Задание:
Согласно отрывку о Кристине и миссис Лайт, из-за чего девочку стали любить и баловать?

Итак, ребенок, на которого раньше преступно не обращали внима­ния, вдруг оказывается объектом обожания. Девочка понимает: чтобы с ней считались, она должна носить платье, соответствующее роли. Ее стали любить и баловать не потому, что признали в ней личность, а из-за ее наряда — и в этом корень проблемы, поскольку костюм не толь­ко не имел к ней отношения, но даже не был настоящим крестьянским костюмом. «Конечно, она была слишком мала, чтобы все понимать», — говорит миссис Лайт (там же: 209) и ошибается: выросшая Кристина не упускает возможности обвинить мать в алчности. Например, когда миссис Лайт приходит в голову мысль купить созданный Родриком бюст Кристины, та смеется, представляя, как мать таскает эту скульптуру по всей Европе, но затем добавляет, что ее всегда можно продать.

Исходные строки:

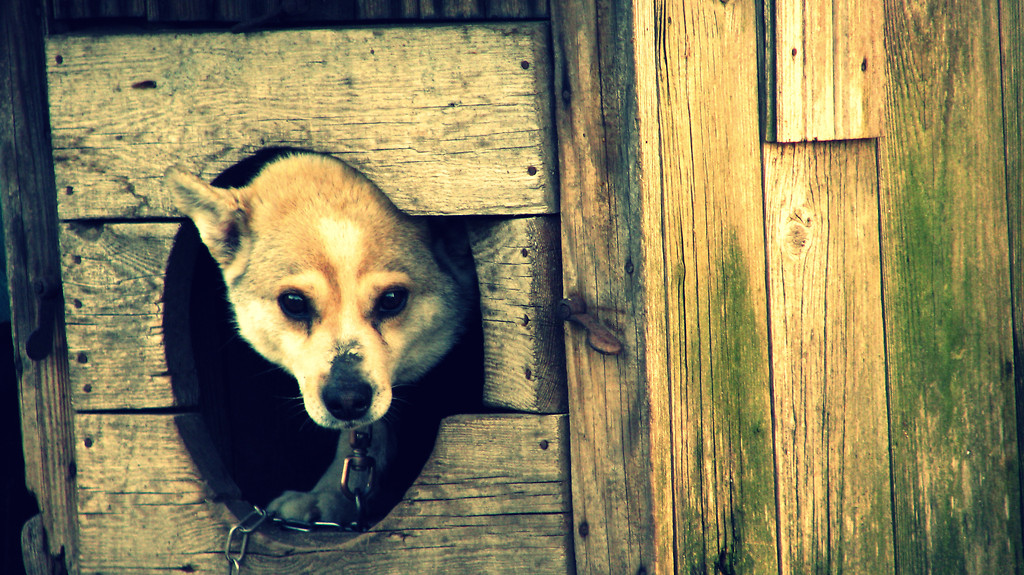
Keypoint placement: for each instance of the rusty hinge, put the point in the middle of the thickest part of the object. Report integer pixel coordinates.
(599, 338)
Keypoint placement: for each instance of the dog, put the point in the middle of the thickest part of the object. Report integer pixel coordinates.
(330, 280)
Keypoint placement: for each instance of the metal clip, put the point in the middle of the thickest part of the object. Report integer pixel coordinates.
(358, 461)
(245, 527)
(599, 338)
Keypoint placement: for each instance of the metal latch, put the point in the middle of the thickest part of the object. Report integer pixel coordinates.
(599, 338)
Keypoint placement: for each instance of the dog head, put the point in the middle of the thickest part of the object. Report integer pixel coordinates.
(331, 281)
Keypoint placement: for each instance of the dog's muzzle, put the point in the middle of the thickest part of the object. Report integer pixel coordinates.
(347, 395)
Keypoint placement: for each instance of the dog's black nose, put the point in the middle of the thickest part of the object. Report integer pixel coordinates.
(348, 401)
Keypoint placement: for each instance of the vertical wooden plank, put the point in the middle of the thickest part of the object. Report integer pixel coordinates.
(715, 296)
(519, 272)
(827, 70)
(620, 450)
(832, 436)
(1012, 44)
(31, 240)
(950, 369)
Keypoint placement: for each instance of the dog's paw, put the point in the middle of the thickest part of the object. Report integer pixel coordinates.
(313, 506)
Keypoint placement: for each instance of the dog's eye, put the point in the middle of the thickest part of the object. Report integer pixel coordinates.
(295, 305)
(391, 303)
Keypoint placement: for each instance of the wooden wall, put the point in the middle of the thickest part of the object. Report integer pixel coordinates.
(806, 226)
(826, 369)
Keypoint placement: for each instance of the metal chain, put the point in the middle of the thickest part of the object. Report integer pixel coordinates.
(359, 462)
(243, 528)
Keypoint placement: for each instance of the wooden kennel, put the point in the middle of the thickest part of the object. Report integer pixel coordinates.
(801, 220)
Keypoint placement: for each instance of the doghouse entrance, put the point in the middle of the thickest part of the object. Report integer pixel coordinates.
(253, 408)
(163, 471)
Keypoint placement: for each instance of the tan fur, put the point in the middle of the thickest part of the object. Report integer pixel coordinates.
(310, 224)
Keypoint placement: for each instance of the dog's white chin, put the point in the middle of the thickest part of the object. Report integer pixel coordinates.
(318, 413)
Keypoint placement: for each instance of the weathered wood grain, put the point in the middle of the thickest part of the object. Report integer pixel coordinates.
(832, 434)
(518, 267)
(30, 225)
(493, 498)
(445, 120)
(946, 290)
(621, 500)
(715, 294)
(127, 289)
(120, 316)
(1012, 45)
(270, 12)
(826, 70)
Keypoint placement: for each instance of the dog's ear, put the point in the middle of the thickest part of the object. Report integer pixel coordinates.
(218, 213)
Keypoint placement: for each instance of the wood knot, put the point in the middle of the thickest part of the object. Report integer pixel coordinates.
(799, 231)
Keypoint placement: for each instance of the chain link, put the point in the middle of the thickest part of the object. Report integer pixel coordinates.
(243, 528)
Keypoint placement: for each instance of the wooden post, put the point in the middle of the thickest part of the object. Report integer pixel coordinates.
(663, 235)
(832, 435)
(825, 70)
(946, 292)
(1012, 44)
(617, 412)
(30, 223)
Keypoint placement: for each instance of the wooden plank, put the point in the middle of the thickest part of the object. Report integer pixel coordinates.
(493, 498)
(519, 271)
(948, 338)
(446, 120)
(832, 434)
(122, 321)
(826, 70)
(29, 213)
(1012, 62)
(275, 13)
(129, 341)
(622, 499)
(715, 294)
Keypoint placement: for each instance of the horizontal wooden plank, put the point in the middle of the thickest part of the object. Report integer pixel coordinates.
(518, 266)
(129, 339)
(493, 498)
(828, 70)
(274, 12)
(445, 120)
(115, 304)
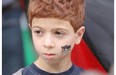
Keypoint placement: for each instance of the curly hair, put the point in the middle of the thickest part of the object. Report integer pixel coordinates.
(69, 10)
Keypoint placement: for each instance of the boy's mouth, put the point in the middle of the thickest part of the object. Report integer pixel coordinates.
(49, 54)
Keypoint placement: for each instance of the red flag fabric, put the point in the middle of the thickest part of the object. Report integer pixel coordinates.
(84, 58)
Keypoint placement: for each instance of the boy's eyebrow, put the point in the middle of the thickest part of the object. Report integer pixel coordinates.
(61, 29)
(38, 27)
(52, 29)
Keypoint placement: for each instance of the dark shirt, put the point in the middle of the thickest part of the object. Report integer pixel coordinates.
(34, 70)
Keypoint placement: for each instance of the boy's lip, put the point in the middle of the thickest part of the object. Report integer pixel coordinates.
(49, 54)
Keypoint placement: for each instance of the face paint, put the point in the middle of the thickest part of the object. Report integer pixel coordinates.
(66, 48)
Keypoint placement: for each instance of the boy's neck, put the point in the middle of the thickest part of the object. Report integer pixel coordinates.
(58, 67)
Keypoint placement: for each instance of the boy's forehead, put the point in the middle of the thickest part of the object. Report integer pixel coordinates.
(49, 21)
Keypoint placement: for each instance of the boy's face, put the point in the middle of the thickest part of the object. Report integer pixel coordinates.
(53, 38)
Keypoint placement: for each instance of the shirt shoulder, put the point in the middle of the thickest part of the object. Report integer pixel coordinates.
(19, 72)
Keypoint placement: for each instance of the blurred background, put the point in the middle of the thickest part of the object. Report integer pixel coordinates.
(96, 48)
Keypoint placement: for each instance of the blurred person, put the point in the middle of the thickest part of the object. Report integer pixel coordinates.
(12, 51)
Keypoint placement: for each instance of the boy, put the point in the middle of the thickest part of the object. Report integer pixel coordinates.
(56, 25)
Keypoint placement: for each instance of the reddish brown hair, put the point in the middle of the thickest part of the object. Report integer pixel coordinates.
(70, 10)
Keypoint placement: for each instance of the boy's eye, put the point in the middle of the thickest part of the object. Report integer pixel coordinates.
(38, 32)
(59, 33)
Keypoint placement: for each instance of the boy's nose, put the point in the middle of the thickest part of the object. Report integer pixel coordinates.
(48, 43)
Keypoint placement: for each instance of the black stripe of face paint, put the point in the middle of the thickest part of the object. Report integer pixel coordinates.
(66, 48)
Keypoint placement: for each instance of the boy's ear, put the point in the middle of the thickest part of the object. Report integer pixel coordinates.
(79, 34)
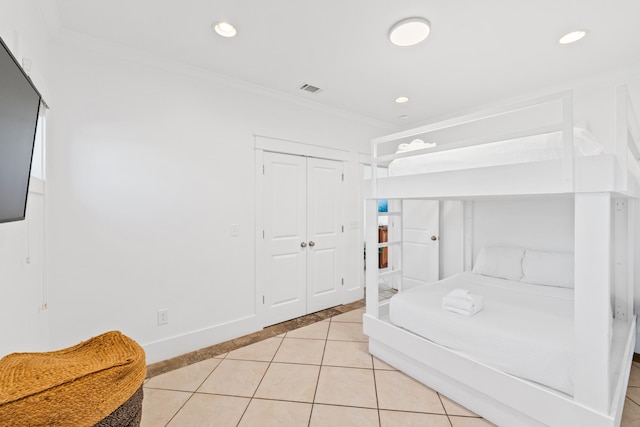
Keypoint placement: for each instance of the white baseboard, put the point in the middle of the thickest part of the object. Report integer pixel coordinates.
(170, 347)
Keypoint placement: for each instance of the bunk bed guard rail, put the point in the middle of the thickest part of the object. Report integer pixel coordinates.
(565, 126)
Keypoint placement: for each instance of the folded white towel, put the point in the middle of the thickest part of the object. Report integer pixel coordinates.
(461, 301)
(416, 144)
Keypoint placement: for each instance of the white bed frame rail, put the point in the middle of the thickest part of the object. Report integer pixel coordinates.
(604, 246)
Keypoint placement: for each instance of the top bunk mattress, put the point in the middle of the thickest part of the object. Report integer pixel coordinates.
(525, 330)
(541, 147)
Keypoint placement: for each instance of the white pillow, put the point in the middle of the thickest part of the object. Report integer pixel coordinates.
(548, 268)
(504, 263)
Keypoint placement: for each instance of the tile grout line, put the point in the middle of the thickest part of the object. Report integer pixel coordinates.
(315, 392)
(261, 379)
(445, 409)
(375, 388)
(192, 394)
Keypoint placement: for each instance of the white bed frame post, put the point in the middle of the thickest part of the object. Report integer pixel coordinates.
(567, 141)
(592, 320)
(622, 131)
(372, 257)
(467, 243)
(624, 230)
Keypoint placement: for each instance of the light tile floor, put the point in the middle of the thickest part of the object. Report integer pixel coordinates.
(317, 375)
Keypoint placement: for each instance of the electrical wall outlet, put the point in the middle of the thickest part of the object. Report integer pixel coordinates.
(163, 316)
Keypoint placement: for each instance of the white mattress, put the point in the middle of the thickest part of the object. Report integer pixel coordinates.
(525, 330)
(535, 148)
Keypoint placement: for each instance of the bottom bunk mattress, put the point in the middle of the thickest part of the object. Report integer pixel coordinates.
(525, 330)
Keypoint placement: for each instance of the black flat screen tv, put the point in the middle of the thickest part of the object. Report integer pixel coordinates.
(19, 107)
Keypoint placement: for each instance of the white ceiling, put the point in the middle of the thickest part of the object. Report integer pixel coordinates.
(478, 51)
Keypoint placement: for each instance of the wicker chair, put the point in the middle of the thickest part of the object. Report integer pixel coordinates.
(95, 383)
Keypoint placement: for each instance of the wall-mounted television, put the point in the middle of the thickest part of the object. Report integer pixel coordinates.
(19, 107)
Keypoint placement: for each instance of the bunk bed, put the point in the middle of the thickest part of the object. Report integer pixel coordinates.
(593, 325)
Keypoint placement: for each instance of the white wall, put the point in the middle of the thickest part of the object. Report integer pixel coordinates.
(147, 171)
(25, 325)
(534, 223)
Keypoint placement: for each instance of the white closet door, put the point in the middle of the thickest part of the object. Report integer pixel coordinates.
(285, 223)
(324, 233)
(421, 242)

Решение:
Из-за её наряда, а не потому, что в ней признали личность.